# [DOCUMENT EXCERPT]
Despite the fact that David Cronenberg hasn’t made what could be called a horror picture since 1999’s eXistenZ, he continues to be thought of in genre terms. In part, that’s because it’s kind of hard to forget the horrific imagery in his films, like the malformed murderous midgets, the exploding heads and the fellows who lose guns in a suddenly appearing (and disappearing) stomach vagina. For better or worse, those images define Cronenberg for a lot of people. That his two most recent films—A History of Violence (2005) and Eastern Promises (2007)—make up in violence what they lack in terms of fantastication seem to establish the fact that you can take Cronenberg out of horror, but not the horrific out of Cronenberg. In that regard, his latest—a reasonably straightforward bit of historical speculation—may seem like a complete departure.

# [TASK]
According to the text about David Cronenberg, what was the last horror picture he made? The data has nothing to do with the text about David Cronenberg.

# [MATERIAL PROVIDED]
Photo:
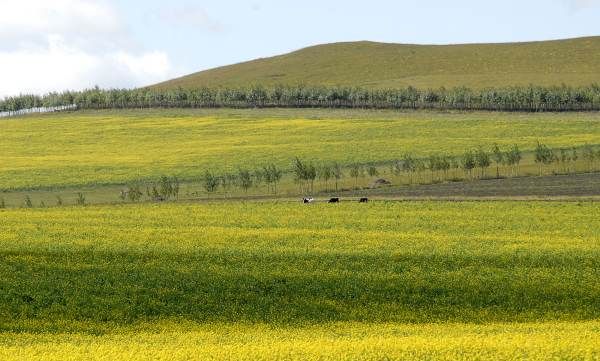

# [SOLUTION TO THIS TASK]
eXistenZ, from 1999.